EXTRAIT CITÉ
Par conséquent, dans cet univers sportif souvent impitoyable, comme sur la route, comme dans la vie, comme dans la Bible, il convient que des règles soient établies afin que la coexistence aussi harmonieuse que possible soit assurée. Sans règlement de la circulation, la cacophonie du trafic s’installe et les pseudo « convois de la liberté » anti mesures sanitaires bloquent les accès aux cités. Sans les décrets votés par le Parlement, le régime de l’anarchie l’emporte, selon lequel les puissants écrasent (encore davantage qu’en temps normal) les plus faibles. Sans arbitrage juridique ou politique, c’est le règne de l’arbitraire qui prédomine : sans garde-fous constitutionnels, le pays est livré aux caprices du tyran, la population abandonnée à la fantaisie du despote, la majorité du peuple soumise au bon vouloir d’un petit groupe, les minorités opprimées par une poignée d’oligarques issus de l’ethnie dirigeante, le bas peuple écrasé au gré du bon vouloir de quelques individus.

Quand règne l’arbitraire, la réalité en arrive à être purement et simplement niée, les exigences de l’observation scientifique bafouées, l’objectivité battue en brèche. Les sentences iniques pleuvent, les options artificielles déconnectées du réel se multiplient, les conventions antérieures sont bafouées.

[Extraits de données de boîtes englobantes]
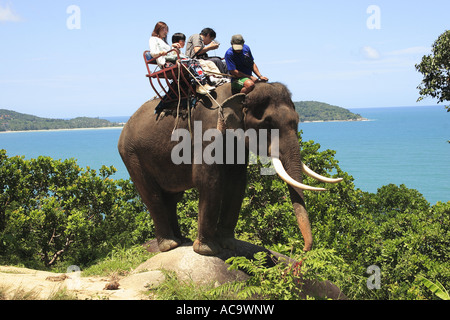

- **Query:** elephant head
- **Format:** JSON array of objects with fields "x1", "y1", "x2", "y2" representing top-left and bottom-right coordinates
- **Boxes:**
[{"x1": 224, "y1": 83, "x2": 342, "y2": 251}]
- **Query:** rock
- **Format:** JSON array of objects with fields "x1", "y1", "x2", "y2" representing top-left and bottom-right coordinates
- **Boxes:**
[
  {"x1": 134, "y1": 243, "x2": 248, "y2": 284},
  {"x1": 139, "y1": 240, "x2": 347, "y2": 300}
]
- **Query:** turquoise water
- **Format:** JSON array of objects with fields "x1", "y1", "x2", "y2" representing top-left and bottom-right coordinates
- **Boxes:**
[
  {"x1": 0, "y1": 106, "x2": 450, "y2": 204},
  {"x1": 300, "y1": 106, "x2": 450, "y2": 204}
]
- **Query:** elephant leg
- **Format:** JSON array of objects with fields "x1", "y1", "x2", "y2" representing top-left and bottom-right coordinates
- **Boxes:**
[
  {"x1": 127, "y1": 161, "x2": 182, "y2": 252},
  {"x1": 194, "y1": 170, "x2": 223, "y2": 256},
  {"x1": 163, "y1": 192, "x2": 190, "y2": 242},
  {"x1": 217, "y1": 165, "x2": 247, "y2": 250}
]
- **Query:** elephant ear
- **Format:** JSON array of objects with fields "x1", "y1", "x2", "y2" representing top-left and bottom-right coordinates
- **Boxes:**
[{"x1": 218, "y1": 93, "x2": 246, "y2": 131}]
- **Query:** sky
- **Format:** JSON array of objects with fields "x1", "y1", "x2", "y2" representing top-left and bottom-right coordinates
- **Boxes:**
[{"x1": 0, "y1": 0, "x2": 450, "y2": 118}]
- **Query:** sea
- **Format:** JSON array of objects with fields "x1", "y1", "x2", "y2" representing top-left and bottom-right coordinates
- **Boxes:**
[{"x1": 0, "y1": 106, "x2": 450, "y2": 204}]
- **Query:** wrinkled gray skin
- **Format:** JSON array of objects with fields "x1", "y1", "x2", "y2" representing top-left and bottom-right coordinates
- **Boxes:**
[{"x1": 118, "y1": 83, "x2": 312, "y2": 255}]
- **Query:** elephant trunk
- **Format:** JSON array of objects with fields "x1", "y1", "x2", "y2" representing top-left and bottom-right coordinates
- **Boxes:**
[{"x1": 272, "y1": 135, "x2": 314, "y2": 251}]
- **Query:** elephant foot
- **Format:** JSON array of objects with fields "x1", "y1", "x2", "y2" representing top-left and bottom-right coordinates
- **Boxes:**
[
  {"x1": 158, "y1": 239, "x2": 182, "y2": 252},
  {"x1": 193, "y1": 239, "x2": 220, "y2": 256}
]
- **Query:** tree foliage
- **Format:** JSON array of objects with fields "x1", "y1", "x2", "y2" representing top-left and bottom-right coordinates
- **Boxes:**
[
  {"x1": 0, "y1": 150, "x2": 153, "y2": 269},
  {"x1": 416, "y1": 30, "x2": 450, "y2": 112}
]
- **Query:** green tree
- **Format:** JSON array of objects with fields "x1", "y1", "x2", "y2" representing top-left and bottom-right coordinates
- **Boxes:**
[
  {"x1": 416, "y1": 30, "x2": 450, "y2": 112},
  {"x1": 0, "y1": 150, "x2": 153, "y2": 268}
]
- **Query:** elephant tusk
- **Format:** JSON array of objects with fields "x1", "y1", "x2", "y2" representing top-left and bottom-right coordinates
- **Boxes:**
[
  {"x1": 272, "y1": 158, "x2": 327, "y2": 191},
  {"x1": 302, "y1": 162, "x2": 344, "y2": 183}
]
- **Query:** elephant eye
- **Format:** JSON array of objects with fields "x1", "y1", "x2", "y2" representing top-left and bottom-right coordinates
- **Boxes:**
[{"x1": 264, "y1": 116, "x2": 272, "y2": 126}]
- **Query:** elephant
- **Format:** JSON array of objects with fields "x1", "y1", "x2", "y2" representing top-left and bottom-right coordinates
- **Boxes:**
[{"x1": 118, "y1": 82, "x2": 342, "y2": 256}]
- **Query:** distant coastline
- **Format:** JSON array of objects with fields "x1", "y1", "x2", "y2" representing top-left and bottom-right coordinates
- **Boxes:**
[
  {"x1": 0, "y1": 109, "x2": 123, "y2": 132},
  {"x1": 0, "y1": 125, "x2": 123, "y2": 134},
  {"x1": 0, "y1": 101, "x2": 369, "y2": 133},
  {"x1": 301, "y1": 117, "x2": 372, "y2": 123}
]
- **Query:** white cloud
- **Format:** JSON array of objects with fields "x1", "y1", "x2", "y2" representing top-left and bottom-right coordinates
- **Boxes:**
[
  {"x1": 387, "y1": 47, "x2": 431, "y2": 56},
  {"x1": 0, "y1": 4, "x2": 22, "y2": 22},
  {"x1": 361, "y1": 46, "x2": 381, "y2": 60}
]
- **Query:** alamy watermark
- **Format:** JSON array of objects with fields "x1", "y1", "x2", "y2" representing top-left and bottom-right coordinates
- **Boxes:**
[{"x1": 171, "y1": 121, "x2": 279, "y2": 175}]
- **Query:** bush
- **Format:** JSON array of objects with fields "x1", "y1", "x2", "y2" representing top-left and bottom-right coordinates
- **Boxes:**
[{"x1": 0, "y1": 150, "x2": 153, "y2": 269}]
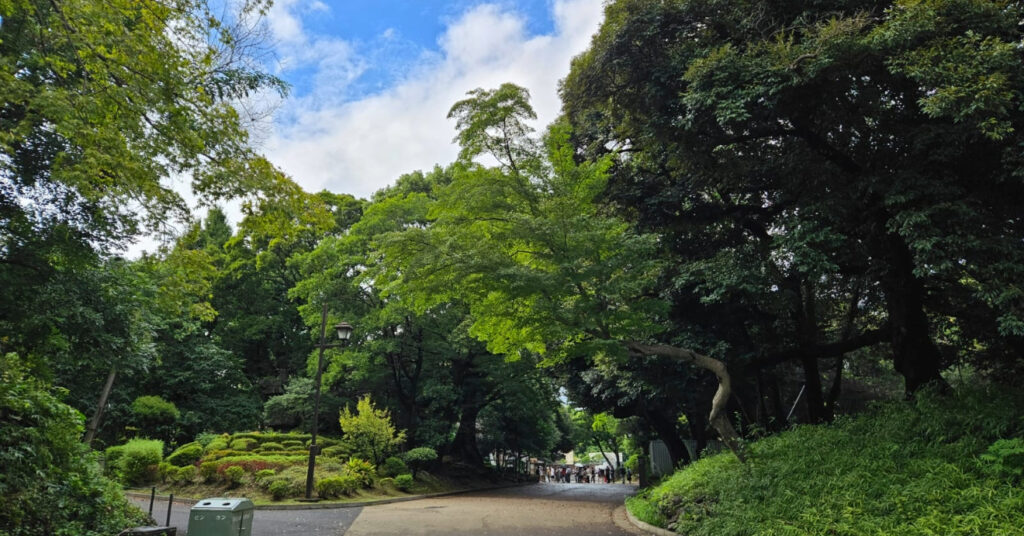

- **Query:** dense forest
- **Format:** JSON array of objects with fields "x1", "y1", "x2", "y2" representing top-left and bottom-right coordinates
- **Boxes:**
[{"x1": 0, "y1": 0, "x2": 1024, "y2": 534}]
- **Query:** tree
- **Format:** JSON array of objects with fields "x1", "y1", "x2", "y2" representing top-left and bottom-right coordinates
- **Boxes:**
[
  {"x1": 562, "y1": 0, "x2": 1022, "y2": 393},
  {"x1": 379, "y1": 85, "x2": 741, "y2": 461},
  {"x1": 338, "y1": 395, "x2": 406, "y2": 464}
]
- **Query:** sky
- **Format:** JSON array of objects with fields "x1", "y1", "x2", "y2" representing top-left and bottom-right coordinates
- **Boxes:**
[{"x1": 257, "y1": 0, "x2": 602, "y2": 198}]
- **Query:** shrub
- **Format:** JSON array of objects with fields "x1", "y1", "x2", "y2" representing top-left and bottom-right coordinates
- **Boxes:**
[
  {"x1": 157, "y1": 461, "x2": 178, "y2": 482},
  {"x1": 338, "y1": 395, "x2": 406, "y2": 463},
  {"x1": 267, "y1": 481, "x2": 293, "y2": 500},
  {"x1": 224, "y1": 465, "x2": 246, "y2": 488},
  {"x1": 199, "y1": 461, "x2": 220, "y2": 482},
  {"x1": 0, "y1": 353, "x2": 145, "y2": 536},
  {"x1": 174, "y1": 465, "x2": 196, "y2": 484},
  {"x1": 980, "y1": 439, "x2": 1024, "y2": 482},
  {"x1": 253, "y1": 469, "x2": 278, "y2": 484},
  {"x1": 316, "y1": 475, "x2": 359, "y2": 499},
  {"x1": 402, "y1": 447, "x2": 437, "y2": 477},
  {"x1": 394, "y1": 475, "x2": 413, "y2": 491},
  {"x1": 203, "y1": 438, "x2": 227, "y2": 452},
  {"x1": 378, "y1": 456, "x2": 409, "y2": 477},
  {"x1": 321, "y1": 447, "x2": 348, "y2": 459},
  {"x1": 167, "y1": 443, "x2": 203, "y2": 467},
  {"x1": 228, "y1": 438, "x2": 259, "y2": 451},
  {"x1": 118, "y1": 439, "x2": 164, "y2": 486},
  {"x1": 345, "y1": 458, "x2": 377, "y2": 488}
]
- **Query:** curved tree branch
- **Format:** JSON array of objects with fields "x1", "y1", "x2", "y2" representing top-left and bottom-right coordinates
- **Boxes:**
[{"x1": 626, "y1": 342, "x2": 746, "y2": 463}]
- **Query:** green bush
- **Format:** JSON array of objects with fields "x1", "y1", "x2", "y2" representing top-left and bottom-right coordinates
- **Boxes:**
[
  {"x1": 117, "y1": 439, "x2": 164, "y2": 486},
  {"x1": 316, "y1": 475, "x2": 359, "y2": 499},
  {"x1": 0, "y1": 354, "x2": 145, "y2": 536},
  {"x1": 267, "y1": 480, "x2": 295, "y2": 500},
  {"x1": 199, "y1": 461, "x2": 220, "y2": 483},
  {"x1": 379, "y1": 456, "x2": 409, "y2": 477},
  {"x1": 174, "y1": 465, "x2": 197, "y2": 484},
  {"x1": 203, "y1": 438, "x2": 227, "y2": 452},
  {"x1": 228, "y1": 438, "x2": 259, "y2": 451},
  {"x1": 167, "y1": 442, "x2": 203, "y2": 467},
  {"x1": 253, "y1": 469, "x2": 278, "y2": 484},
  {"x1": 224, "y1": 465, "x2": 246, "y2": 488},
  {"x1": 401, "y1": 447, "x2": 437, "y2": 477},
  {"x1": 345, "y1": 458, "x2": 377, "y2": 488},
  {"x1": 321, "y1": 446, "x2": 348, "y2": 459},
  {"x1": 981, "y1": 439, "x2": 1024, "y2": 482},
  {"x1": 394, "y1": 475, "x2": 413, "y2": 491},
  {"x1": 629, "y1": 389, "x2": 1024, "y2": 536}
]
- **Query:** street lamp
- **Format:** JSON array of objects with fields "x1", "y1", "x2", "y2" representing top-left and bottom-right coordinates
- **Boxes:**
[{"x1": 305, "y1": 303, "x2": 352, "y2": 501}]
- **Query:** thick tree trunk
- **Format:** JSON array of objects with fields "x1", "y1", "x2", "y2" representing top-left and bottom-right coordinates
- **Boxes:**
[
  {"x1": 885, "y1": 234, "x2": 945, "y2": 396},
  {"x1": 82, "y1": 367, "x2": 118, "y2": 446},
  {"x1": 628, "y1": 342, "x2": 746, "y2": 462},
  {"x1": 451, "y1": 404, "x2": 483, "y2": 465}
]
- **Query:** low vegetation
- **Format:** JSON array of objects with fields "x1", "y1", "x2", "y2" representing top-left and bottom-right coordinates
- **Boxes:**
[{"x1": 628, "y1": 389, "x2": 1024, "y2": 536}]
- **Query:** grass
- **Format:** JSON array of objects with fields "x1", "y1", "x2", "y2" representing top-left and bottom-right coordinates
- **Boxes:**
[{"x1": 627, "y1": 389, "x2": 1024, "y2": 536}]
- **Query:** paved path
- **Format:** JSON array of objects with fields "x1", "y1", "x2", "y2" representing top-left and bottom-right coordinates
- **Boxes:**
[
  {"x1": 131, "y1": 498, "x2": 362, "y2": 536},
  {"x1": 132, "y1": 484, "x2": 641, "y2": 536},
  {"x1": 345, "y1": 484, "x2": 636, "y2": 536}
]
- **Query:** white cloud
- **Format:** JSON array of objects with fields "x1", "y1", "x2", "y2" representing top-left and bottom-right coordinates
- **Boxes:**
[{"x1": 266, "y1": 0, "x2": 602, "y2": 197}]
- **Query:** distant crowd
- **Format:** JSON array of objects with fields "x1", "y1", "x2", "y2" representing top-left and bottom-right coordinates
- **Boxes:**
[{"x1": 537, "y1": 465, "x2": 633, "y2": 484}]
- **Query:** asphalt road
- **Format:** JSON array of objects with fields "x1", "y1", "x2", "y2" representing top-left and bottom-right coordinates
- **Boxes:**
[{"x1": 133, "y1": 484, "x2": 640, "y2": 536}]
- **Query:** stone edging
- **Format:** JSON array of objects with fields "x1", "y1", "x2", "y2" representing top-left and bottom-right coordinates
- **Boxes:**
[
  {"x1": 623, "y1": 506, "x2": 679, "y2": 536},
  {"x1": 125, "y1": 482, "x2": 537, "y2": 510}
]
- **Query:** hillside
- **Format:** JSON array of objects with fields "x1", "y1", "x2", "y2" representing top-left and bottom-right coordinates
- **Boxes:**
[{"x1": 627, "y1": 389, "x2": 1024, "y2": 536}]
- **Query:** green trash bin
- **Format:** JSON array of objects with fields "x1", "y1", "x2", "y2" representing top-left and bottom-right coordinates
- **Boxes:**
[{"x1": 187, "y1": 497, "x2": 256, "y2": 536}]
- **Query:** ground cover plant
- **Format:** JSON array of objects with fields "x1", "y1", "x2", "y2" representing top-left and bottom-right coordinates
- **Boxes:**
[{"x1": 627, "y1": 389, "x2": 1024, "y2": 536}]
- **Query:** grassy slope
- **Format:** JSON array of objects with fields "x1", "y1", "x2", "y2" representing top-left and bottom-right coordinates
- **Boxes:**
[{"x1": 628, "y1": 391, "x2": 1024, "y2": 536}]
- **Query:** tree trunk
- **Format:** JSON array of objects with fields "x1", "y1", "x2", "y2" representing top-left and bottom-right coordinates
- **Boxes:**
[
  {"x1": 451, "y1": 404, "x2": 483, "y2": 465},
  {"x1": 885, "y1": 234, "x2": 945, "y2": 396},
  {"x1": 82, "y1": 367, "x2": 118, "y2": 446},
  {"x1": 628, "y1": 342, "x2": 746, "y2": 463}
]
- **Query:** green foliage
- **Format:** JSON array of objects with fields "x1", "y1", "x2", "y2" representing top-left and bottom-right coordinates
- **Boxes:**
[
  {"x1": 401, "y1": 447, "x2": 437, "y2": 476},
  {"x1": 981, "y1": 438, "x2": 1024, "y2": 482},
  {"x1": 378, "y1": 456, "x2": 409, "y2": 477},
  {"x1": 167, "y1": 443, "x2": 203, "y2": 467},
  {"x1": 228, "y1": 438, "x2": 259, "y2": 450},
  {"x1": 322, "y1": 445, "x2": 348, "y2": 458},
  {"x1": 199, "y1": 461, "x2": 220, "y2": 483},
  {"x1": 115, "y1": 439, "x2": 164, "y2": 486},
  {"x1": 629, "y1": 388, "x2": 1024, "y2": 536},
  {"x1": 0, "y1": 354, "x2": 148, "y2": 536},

VOTRE TRAVAIL
1. Répondez à ces questions sur l'extrait :
(a) Qu'est-ce qui s'installe quand il n'y a pas de règlement de la circulation ?
(b) Sans garde-fous constitutionnels, à quoi le pays est-il livré ?
(c) Quand règne l'arbitraire, que deviennent les conventions antérieures ?
2. Recopiez sans rien changer le passage de l'extrait qui va de « Quand règne l’arbitraire, la » jusqu'à « antérieures sont bafouées. ».
Ces enregistrements viennent d'une autre source.

RÉPONSES PAR TÂCHE
1.
(a) La cacophonie du trafic.
(b) Aux caprices du tyran.
(c) Elles sont bafouées.

2.
Quand règne l’arbitraire, la réalité en arrive à être purement et simplement niée, les exigences de l’observation scientifique bafouées, l’objectivité battue en brèche. Les sentences iniques pleuvent, les options artificielles déconnectées du réel se multiplient, les conventions antérieures sont bafouées.